╭─ DATA SUPPLIED
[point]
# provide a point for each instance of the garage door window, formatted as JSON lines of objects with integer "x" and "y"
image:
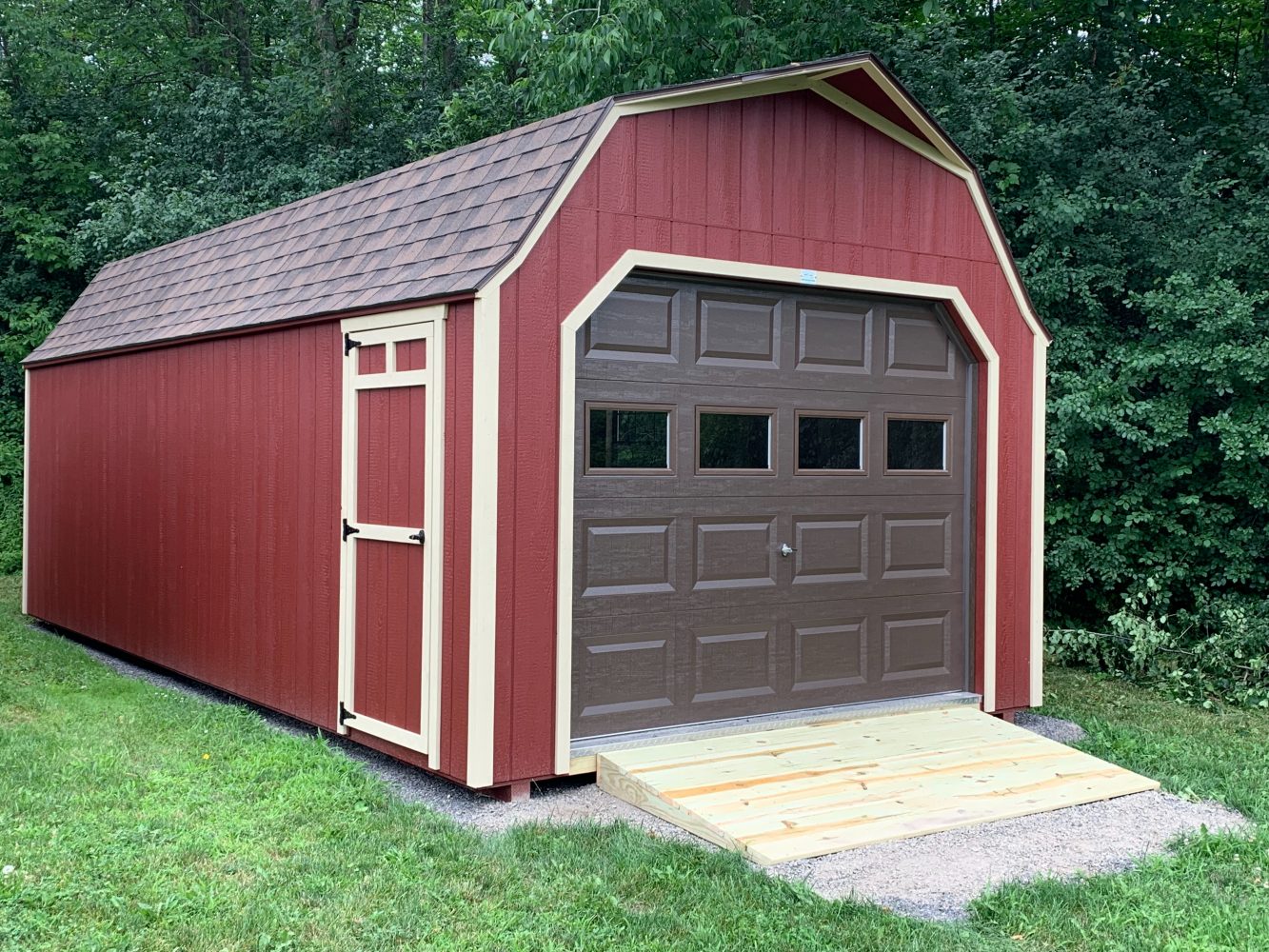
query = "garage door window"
{"x": 633, "y": 440}
{"x": 917, "y": 445}
{"x": 734, "y": 441}
{"x": 829, "y": 444}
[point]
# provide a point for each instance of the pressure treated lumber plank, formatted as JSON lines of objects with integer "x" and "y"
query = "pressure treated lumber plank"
{"x": 787, "y": 794}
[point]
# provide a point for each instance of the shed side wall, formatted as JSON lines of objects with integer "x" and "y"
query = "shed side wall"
{"x": 785, "y": 181}
{"x": 184, "y": 508}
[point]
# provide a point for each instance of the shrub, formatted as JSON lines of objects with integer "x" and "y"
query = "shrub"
{"x": 1216, "y": 654}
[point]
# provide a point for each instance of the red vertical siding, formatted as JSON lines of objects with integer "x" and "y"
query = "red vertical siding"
{"x": 788, "y": 181}
{"x": 184, "y": 508}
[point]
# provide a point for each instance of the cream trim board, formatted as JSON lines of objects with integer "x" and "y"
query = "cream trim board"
{"x": 435, "y": 548}
{"x": 372, "y": 333}
{"x": 483, "y": 639}
{"x": 942, "y": 152}
{"x": 1040, "y": 387}
{"x": 26, "y": 494}
{"x": 884, "y": 126}
{"x": 393, "y": 319}
{"x": 721, "y": 268}
{"x": 899, "y": 98}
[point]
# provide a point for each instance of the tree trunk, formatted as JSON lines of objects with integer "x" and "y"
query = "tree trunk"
{"x": 240, "y": 37}
{"x": 195, "y": 30}
{"x": 334, "y": 48}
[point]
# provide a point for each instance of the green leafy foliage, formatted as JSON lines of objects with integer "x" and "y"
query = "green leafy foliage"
{"x": 1124, "y": 145}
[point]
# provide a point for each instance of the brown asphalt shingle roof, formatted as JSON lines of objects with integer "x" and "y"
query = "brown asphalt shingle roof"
{"x": 438, "y": 227}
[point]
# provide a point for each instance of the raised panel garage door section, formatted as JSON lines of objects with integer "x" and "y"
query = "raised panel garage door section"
{"x": 772, "y": 502}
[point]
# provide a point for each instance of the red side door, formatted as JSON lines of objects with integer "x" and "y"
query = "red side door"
{"x": 389, "y": 494}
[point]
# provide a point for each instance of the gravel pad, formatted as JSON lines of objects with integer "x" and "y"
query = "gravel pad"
{"x": 933, "y": 876}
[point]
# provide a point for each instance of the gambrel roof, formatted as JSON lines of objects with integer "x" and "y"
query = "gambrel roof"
{"x": 437, "y": 228}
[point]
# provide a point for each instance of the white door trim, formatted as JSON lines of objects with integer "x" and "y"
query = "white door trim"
{"x": 426, "y": 323}
{"x": 721, "y": 268}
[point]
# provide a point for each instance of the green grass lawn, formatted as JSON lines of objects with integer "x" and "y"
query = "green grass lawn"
{"x": 136, "y": 818}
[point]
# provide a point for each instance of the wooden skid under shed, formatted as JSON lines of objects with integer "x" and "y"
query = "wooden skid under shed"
{"x": 793, "y": 792}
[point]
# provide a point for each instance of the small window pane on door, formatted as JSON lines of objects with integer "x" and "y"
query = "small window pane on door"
{"x": 917, "y": 445}
{"x": 829, "y": 444}
{"x": 735, "y": 441}
{"x": 629, "y": 440}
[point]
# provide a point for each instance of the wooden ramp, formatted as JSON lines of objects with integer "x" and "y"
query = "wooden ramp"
{"x": 792, "y": 792}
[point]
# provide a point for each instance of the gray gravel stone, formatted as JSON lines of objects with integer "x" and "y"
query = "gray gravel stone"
{"x": 1052, "y": 727}
{"x": 933, "y": 878}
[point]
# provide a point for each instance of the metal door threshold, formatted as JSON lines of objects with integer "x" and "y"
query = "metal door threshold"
{"x": 584, "y": 749}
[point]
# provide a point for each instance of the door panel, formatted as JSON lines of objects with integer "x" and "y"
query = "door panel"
{"x": 389, "y": 467}
{"x": 685, "y": 609}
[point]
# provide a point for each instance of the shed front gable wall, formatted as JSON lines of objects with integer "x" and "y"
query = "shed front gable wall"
{"x": 787, "y": 181}
{"x": 184, "y": 506}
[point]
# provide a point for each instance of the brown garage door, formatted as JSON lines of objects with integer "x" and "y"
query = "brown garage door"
{"x": 770, "y": 505}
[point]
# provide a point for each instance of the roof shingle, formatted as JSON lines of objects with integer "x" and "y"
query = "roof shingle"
{"x": 438, "y": 227}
╰─
* [WORK INSTRUCTIONS]: Without carrying over any pictures, retype the records above exactly.

* [ANSWER SPACE]:
[point]
# provide a point for each instance of the garage door window, formatted as JSON lines of objects with integer "x" and "y"
image:
query = "garage door window"
{"x": 633, "y": 440}
{"x": 917, "y": 445}
{"x": 734, "y": 441}
{"x": 829, "y": 444}
[point]
# provide a point for each instance of the pressure treated lumber plank, formatted as JSON lines of objects with integer "x" and "y"
query = "pressure treated lumber plank"
{"x": 787, "y": 794}
[point]
# provide a point for each instance of the shed side wall, formatted as JSON lines of objects with integer "x" and "y"
query = "shed side wall"
{"x": 785, "y": 181}
{"x": 184, "y": 508}
[point]
# provide a point for each instance of the shrub, formatted as JSON lines of objects with integer "x" and "y"
query = "shrub"
{"x": 1216, "y": 654}
[point]
# provide a point for each instance of the red vertical siding, formatted as JSON lines of objects with integer "x" and "y"
query = "red vertical siding"
{"x": 788, "y": 181}
{"x": 184, "y": 508}
[point]
# provide a point for each instance of the cream trim board, formatted as JSON lines of objects with integer "x" and "y"
query = "cream trim board"
{"x": 435, "y": 548}
{"x": 372, "y": 333}
{"x": 483, "y": 639}
{"x": 942, "y": 152}
{"x": 1040, "y": 387}
{"x": 26, "y": 494}
{"x": 884, "y": 126}
{"x": 393, "y": 319}
{"x": 721, "y": 268}
{"x": 899, "y": 98}
[point]
# provide a point for each instance of the tree trunk, formatted as JSON lines of objects with integer "x" and "y"
query = "tree trunk"
{"x": 240, "y": 37}
{"x": 195, "y": 30}
{"x": 334, "y": 48}
[point]
# provide a point for each instance of the green leafy foliage, formatted as JSON lines of objects with integer "x" and "y"
query = "green leafy foliage"
{"x": 1124, "y": 145}
[point]
# provide a point for each instance of the brown asphalt shingle roof, formatted as JSON lines of objects with integer "x" and "y"
query = "brown asphalt shingle roof"
{"x": 438, "y": 227}
[point]
# provide a point for each instance of the raised panel garage door section, formatted as JSON lines of objects with integer "x" and "y"
query = "raised panel garage door section"
{"x": 772, "y": 502}
[point]
# provide a point for each instance of the red side door, formatted as JSON lines of objects with integer "x" and "y"
query = "red side door"
{"x": 389, "y": 494}
[point]
# provide a point for each instance of the gravel pad, formatted as JSON lines of objects with integer "x" and "y"
query = "gravel pad"
{"x": 933, "y": 876}
[point]
# provide a point for each instance of the gambrel roof, formatted as JSON lines of objects with integer "x" and "y"
query = "gambrel roof"
{"x": 437, "y": 228}
[point]
# provide a point for each instance of the white door trim, formatted as JSON lines of objects with integer "x" and "y"
query = "white door trim"
{"x": 426, "y": 323}
{"x": 721, "y": 268}
[point]
# provide a point for each instance of the green grass lawn, formatted as JSON lines of objects with integer "x" and "y"
query = "green grass lawn"
{"x": 136, "y": 818}
[point]
# provide a point for each instance of the wooden skid under shed, formatted as JSON lines of objects with integer "x" and "y"
query = "wooden skid under shed"
{"x": 793, "y": 792}
[point]
# provide a point for each instance of the small window pane on door, formatted as JSON lines of objects with integer "x" and "y"
query = "small window pane on door"
{"x": 917, "y": 445}
{"x": 829, "y": 444}
{"x": 735, "y": 441}
{"x": 629, "y": 440}
[point]
# provide a point for each instance of the wooden ramp, formatted as JSON lines of objects with integer "x" and "y"
query = "wooden ramp"
{"x": 792, "y": 792}
[point]
# provide a point for each instance of the gray gravel stone, formatted as JSON lines of objects with integer "x" and "y"
query = "gray gravel stone"
{"x": 1052, "y": 727}
{"x": 933, "y": 878}
[point]
# provide a point for each instance of the metal door threshold, formatted as JSON lines of objects with integer "x" and "y"
query = "metal door threshold"
{"x": 584, "y": 749}
[point]
# provide a point for each instance of the door panel, formatted as JSON lines of objects with integer "x" and "y"
query = "door panel"
{"x": 389, "y": 467}
{"x": 685, "y": 609}
[point]
# provide a point for each instance of the shed front gable wall, formatted as JSON lines of objects with integer "x" and "y"
query = "shed front gable wall"
{"x": 787, "y": 181}
{"x": 184, "y": 506}
[point]
# provide a point for each instance of the brown garage door, formatted as JSON lines of objects with integer "x" and "y"
query = "brown garage door"
{"x": 770, "y": 505}
[point]
# provide a point for each instance of the roof shingle, formatted as JSON lines of objects with integer "x" and "y"
query = "roof shingle"
{"x": 438, "y": 227}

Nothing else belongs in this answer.